Start of Document excerpt

We packed up our backpacks, which were incredibly heavy due to the gallon of water we were each carrying, plus a bottle of wine, tripod, and even the latest Harry Potter book. Good thing it was a short hike! Following the posts in the sand, we made it to our site and set up camp in a bowl of the dunes.

The rest of the day was spent relaxing, reading, and taking photos.

We set up at the top of a dune to make our dinner and sip wine, while we enjoyed sunset. Sunset over the dunes was beautiful, as was the rising almost-full moon.

With the large moon, the moonlight reflecting on the dunes seemed to make everything glow.

Sunrise also afforded a great time to take more photos.

After sunrise, we packed up and headed out so we’d have time to make it to Carlsbad Caverns for the afternoon tour.

End of Document excerpt

What to do →
- a) Reproduce the part of the dune camping trip account that starts at "We set up at" and ends at "the afternoon tour.".
- b) According to the dune camping trip account, why did the group leave right after sunrise? Answer in one to three sentences.
- c) Answer these questions about the dune camping trip account:
(i) What did the group follow to reach their site?
(ii) Where did they set up to make dinner and watch the sunset?
(iii) What did each person carry a gallon of?

Start of Supplied information

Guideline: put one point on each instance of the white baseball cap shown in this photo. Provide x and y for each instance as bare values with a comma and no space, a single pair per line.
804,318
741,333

End of Supplied information

Per-task outputs →
- a)
We set up at the top of a dune to make our dinner and sip wine, while we enjoyed sunset. Sunset over the dunes was beautiful, as was the rising almost-full moon.

With the large moon, the moonlight reflecting on the dunes seemed to make everything glow.

Sunrise also afforded a great time to take more photos.

After sunrise, we packed up and headed out so we’d have time to make it to Carlsbad Caverns for the afternoon tour.

- b) They packed up and left after sunrise so they would have time to get to Carlsbad Caverns for the afternoon tour.

- c)
(i) Posts in the sand.
(ii) At the top of a dune.
(iii) Water.